▶ [EXTRAIT]
★ ★ ★ ★ ★ ★ ★

Par David TAUGIS le 3 novembre 2011                      Lien  
Alors que Dupuis annonce un retirage après plus de 17 000 exemplaires vendus, ce {one shot} de poids s'impose comme un événement de la rentrée BD. {Portugal} ne se contente pas d'exposer les états d'âme d'un auteur quasi-jumeau de son personnage, mais explore bel et bien la question de la mémoire et du lien familial.

C’était un risque éditorial. Un vrai. Avec ses 260 pages et son prix de vente à 35 euros, faire de Portugal un succès n’était pas une mince affaire. Ici même, nos forums ont vu jaillir des critiques de toute sorte : ennuyeux, égocentrique, bavard... La presse magazine, essentiellement non spécialisée (Télérama, Le Nouvel Obs, Ouest France, RTL...) en faisait un coup de cœur remarqué tandis que les passionnés de 9e art se montraient plus divisés. Première distinction à la clé : Le Prix de la BD du Point 2011...

★ ★ ★ ★ ★ ★ ★

▶ [CONSIGNES]
1 > Dites si chacune des affirmations suivantes s'accorde avec l'extrait, en répondant par oui ou par non et en citant les mots décisifs du texte : (a) l'album compte 260 pages ; (b) les passionnés de 9e art ont accueilli l'album avec un enthousiasme unanime ; (c) Dupuis annonce un retirage de l'album.
2 > D'après l'extrait, quelle a été la première distinction obtenue par Portugal ?
3 > Poursuivez l'extrait consacré à l'album Portugal après sa dernière phrase.
Les lignes qui viennent forment un matériau indépendant de l'extrait.

★ ★ ★ ★ ★ ★ ★

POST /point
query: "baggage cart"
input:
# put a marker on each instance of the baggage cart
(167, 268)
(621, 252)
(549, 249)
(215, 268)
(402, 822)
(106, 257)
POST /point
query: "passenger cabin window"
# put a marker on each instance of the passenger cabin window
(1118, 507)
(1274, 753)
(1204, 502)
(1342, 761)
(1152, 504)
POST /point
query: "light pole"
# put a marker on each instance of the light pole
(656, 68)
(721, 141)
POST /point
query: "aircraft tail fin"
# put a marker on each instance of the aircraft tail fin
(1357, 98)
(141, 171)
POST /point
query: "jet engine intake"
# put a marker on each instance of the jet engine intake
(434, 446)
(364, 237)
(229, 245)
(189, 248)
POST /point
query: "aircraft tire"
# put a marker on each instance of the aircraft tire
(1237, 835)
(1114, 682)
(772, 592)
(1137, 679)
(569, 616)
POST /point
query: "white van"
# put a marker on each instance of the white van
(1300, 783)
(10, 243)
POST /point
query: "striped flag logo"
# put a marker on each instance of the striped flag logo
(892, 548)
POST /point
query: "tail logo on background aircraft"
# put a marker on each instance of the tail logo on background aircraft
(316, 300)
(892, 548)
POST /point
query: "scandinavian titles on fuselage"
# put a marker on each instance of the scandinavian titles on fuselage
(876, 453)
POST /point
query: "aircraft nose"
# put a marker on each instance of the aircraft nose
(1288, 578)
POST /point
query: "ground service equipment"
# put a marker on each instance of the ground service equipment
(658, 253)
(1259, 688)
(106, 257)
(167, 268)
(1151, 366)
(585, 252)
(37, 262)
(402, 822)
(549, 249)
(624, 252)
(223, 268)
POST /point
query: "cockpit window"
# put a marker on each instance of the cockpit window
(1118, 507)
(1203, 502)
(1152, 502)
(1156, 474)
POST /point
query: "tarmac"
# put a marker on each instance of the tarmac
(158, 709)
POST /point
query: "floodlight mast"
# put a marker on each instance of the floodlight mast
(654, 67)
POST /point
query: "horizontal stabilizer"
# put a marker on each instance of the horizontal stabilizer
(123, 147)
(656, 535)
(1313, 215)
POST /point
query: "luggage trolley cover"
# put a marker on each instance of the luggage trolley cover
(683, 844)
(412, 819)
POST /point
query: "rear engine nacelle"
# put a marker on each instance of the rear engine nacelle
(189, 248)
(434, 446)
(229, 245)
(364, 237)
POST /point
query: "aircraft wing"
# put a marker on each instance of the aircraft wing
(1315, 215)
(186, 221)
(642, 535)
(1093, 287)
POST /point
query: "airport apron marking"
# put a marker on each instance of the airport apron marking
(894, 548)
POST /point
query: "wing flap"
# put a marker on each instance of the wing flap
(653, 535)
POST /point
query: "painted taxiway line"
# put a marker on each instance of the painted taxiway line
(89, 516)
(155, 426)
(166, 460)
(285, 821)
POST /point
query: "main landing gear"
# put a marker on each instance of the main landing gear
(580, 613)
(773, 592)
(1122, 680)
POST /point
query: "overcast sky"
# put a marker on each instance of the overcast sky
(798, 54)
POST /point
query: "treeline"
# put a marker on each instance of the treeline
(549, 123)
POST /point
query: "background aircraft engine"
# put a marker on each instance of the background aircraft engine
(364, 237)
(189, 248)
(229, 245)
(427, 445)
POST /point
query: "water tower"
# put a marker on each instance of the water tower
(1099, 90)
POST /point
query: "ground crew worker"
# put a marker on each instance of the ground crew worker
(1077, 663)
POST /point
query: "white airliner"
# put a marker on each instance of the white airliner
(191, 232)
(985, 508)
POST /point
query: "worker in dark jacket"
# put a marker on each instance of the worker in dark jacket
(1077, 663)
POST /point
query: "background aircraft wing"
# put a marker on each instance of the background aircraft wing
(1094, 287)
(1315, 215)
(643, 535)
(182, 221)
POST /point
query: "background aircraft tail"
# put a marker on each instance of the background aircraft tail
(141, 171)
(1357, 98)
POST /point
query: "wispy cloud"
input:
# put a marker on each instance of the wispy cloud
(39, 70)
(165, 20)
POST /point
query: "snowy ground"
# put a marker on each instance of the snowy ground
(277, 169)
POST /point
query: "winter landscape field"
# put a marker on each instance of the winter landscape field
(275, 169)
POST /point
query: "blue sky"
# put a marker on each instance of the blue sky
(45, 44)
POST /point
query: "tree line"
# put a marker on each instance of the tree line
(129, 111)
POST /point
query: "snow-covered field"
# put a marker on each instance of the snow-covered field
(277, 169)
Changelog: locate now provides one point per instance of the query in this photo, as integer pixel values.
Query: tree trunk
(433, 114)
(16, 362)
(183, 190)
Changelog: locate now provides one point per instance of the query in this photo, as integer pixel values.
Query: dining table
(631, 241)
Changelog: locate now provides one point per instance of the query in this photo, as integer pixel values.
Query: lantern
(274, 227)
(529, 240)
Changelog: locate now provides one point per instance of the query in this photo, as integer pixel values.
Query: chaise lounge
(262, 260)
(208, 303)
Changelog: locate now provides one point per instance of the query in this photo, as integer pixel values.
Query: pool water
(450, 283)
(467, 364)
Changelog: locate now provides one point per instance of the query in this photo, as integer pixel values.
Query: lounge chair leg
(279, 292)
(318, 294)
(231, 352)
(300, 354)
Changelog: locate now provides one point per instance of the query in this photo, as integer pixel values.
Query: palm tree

★ ★ ★ ★ ★ ★ ★

▶ [RÉPONSES ATTENDUES]
1 >
(a) Oui : « Avec ses 260 pages et son prix de vente à 35 euros ».
(b) Non : « les passionnés de 9e art se montraient plus divisés ».
(c) Oui : « Dupuis annonce un retirage après plus de 17 000 exemplaires vendus ».

2 > Le Prix de la BD du Point 2011.

3 >
Simon Muchat, notre personnage, auteur BD blasé, pas loin de la grosse déprime créative et existentielle, ressemble à d’autres. Le photographe du Combat ordinaire vient à l’esprit, par exemple. Mais la différence, c’est la quête de ce Muchat (avec un "T" à la fin, étonnant pour un nom portugais...) : un long parcours vers le pays des origines qui démarre après quelques étapes douloureuses : une séparation, la remise à plat de toute une façon de vivre.

"Portugal" de Cyril Pedrosa, l'événement-émotion de la rentrée BD

Tout le talent et l’originalité, en donnant tout son sens à ce terme, de Pedrosa, c’est bien d’avoir organisé son album avec soin. Plus on avance, plus la découverte des origines et du Portugal occupe l’espace du récit, de même que des personnages extraordinaires que Simon Muchat va croiser, famille ou voisins.

Chacune des parties représente une plongée progressive, à la fois vers l’identité profonde du personnage et vers le passé, dans une mémoire de l’immigration liée à des raisons économiques et politiques, si fondamentale pour nombre de descendants de Portugais et d’Espagnols (catalans notamment).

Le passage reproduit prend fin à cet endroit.